:: Vorgelegter Text ::

Ihre Stammdaten können die Reservistinnen und Reservisten selbst pflegen und aktuell halten. Erforderliche Nachweise und andere Bescheinigungen werden ebenfalls direkt über die App abgewickelt und dort nachgehalten.
Sicherheit durch digitale Identitäten und souveräne Daten
Für die sichere Identifikation der Reservedienstleistenden kommen digitale Identitäten zum Tragen: Die Reservedienstleistenden registrieren sich in der App einmalig dabei mit einem digitalen Ausweisdokument, wie beispielsweise der heute bereits verfügbaren eID des Personalausweises. Als Resultat erhält jeder Nutzer einen digitalen Reservistennachweis, der auch als Login-Berechtigung in der App dient. UserID und Passwort hätten damit ausgedient. Darüber hinaus stellt die BWI durch die Eigenentwicklung der App die Verfügbarkeit, Vertraulichkeit und Integrität der verarbeiteten Daten sicher.
Ausblick: Ausbau des Prototypen und Einsatz im Feldtest
Die Idee und eine erste Struktur des späteren Prototypen entstanden in einem fünftägigen Workshop mit BWI, Vertretern des BAPersBw und nachgelagerter Dienststellen wie dem Karrierecenter. Im Rahmen eines Innovationsexperiments hat BWI innoX die Smartphone-App inklusive entsprechender Komponente für die Bundeswehr in einen funktionsfähigen Demonstrator weiterentwickelt. Gemeinsam mit der Bundeswehr arbeitet BWI nun daran, dass die noch prototypische Lösung ausgebaut wird und sich im Rahmen eines Feldtests schnellstmöglich im Praxiseinsatz bewähren kann.

:::
:: Einträge ::

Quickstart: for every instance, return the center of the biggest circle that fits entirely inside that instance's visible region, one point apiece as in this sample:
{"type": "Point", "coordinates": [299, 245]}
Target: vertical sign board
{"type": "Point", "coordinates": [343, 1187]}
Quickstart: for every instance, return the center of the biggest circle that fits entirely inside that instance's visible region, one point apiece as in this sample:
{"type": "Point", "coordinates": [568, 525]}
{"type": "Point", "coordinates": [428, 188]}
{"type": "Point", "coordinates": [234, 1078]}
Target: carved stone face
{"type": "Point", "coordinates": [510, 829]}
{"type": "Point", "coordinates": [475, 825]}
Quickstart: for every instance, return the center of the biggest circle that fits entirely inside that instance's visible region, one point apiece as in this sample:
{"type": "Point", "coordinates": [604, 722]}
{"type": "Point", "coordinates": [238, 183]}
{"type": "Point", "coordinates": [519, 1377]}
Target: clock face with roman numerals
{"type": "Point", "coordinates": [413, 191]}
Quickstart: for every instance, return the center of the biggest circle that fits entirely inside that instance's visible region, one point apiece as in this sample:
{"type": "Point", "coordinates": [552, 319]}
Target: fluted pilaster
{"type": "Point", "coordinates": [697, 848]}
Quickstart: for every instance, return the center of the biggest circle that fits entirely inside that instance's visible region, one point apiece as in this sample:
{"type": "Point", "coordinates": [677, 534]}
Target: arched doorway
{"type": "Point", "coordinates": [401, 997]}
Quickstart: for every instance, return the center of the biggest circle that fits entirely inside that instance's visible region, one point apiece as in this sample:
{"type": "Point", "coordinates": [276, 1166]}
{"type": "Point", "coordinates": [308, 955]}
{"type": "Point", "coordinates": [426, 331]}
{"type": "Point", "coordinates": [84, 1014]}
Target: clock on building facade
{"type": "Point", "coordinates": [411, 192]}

:::

**Ziel der Übung**
Gib aus dem Text über die Reservisten-App den Abschnitt wortgetreu aus, der mit den Worten „Ausblick: Ausbau des“ beginnt und mit „Praxiseinsatz bewähren kann.“ endet.

**Ergebnis der Aufgabe**
Ausblick: Ausbau des Prototypen und Einsatz im Feldtest
Die Idee und eine erste Struktur des späteren Prototypen entstanden in einem fünftägigen Workshop mit BWI, Vertretern des BAPersBw und nachgelagerter Dienststellen wie dem Karrierecenter. Im Rahmen eines Innovationsexperiments hat BWI innoX die Smartphone-App inklusive entsprechender Komponente für die Bundeswehr in einen funktionsfähigen Demonstrator weiterentwickelt. Gemeinsam mit der Bundeswehr arbeitet BWI nun daran, dass die noch prototypische Lösung ausgebaut wird und sich im Rahmen eines Feldtests schnellstmöglich im Praxiseinsatz bewähren kann.